_WHAT TO PRODUCE_
Turn the entries below into a two-column CSV with the header "request" and "outline", one row per request, putting its text and its answer each in a single quoted field with line breaks replaced by spaces. Leave the pictures out.

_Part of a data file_
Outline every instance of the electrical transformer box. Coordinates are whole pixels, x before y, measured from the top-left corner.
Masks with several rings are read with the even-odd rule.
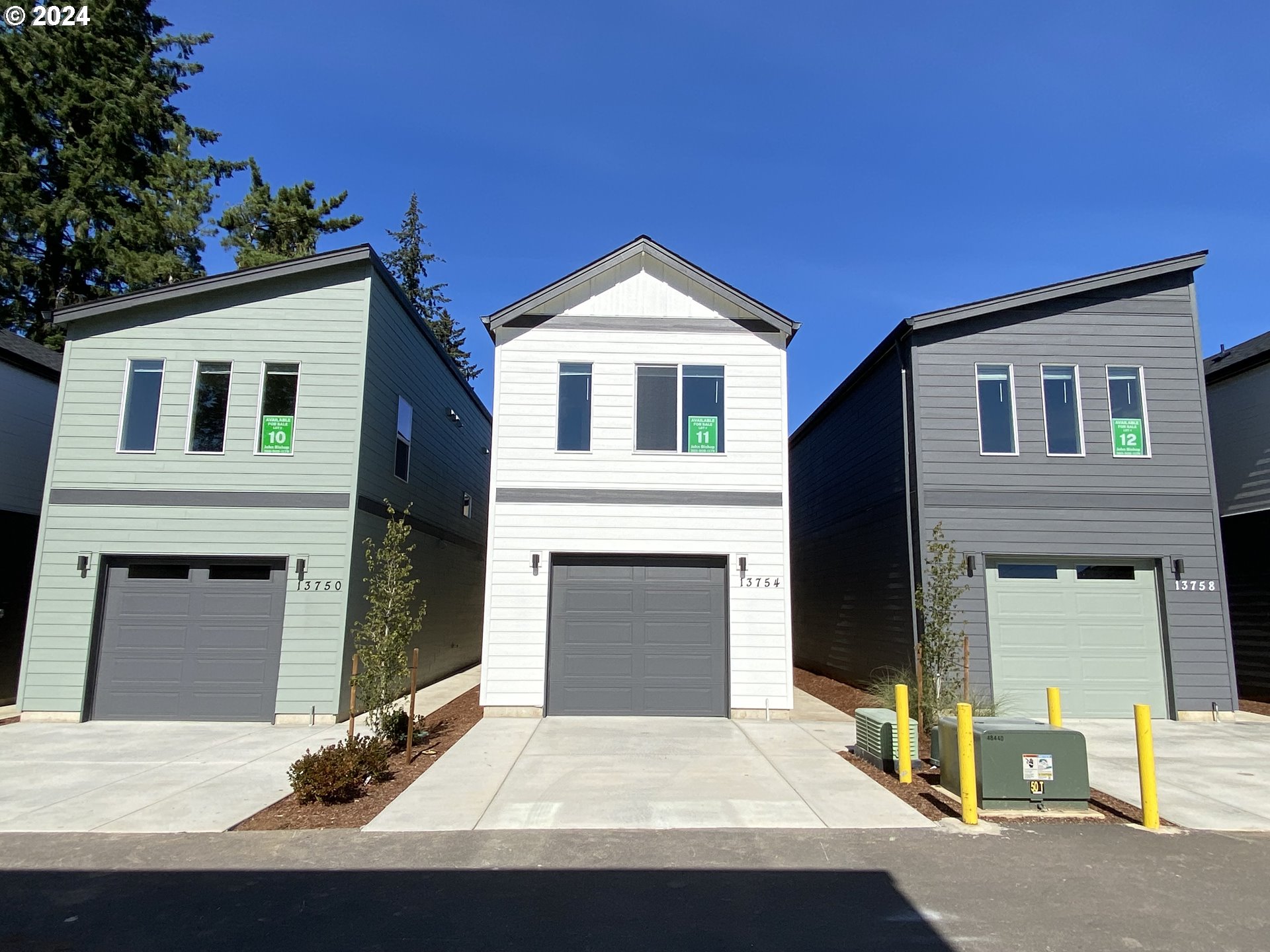
[[[1085,735],[1026,717],[975,717],[974,765],[984,810],[1087,810]],[[961,791],[956,718],[941,717],[940,786]]]

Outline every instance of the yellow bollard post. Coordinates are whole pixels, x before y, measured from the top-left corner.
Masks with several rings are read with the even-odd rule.
[[[1138,784],[1142,790],[1142,825],[1160,829],[1160,801],[1156,798],[1156,749],[1151,740],[1151,704],[1133,706],[1133,726],[1138,735]]]
[[[974,826],[979,823],[979,784],[974,778],[974,724],[970,706],[964,701],[956,706],[958,773],[961,779],[961,823]]]
[[[1063,706],[1059,703],[1058,688],[1045,688],[1045,698],[1049,701],[1049,724],[1052,727],[1063,726]]]
[[[899,736],[899,750],[895,754],[895,767],[899,768],[899,782],[913,782],[913,758],[909,757],[913,739],[908,734],[908,685],[895,685],[895,727]]]

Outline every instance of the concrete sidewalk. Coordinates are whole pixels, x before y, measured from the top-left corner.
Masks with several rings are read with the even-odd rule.
[[[1069,720],[1090,784],[1142,806],[1133,721]],[[1200,830],[1270,830],[1270,722],[1151,722],[1161,816]]]
[[[486,718],[367,830],[928,828],[834,750],[853,722]]]
[[[479,666],[446,678],[418,693],[415,711],[431,713],[478,683]],[[291,792],[287,768],[305,750],[345,736],[347,721],[5,725],[0,830],[227,830]]]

_TASK RESULT_
request,outline
"Outline every instance of the electrical transformer box. Coordinates are whole pixels, x before y, measured from the top-left corner. Masks with several rings are read with the even-odd rule.","[[[1085,735],[1026,717],[975,717],[974,765],[984,810],[1087,810]],[[961,791],[956,718],[941,717],[940,786]]]"
"Outline every instance of the yellow bollard post. Coordinates are whole pixels, x before y, measured from the top-left corner. Masks with several rings are read with the even-odd rule.","[[[1138,784],[1142,790],[1142,825],[1160,829],[1160,801],[1156,798],[1156,749],[1151,740],[1151,704],[1133,706],[1133,726],[1138,735]]] [[[974,826],[979,823],[979,784],[974,778],[974,724],[970,706],[964,701],[956,706],[958,773],[961,779],[961,823]]] [[[1063,706],[1059,703],[1058,688],[1045,688],[1045,698],[1049,701],[1049,724],[1052,727],[1063,726]]] [[[899,736],[899,750],[895,754],[895,767],[899,768],[899,782],[913,782],[913,758],[909,757],[913,739],[908,734],[908,685],[895,685],[895,727]]]"
"Outline every instance of the concrete sidewalk. Coordinates are whole pixels, x before y, measured from the top-left corner. Masks with several rings are read with the even-odd rule.","[[[1069,720],[1090,784],[1142,806],[1133,721]],[[1200,830],[1270,830],[1270,722],[1151,722],[1161,816]]] [[[486,718],[367,830],[928,828],[834,750],[853,722]]] [[[479,666],[446,678],[418,693],[415,711],[431,713],[478,683]],[[291,792],[287,768],[305,750],[345,736],[347,721],[5,725],[0,830],[227,830]]]"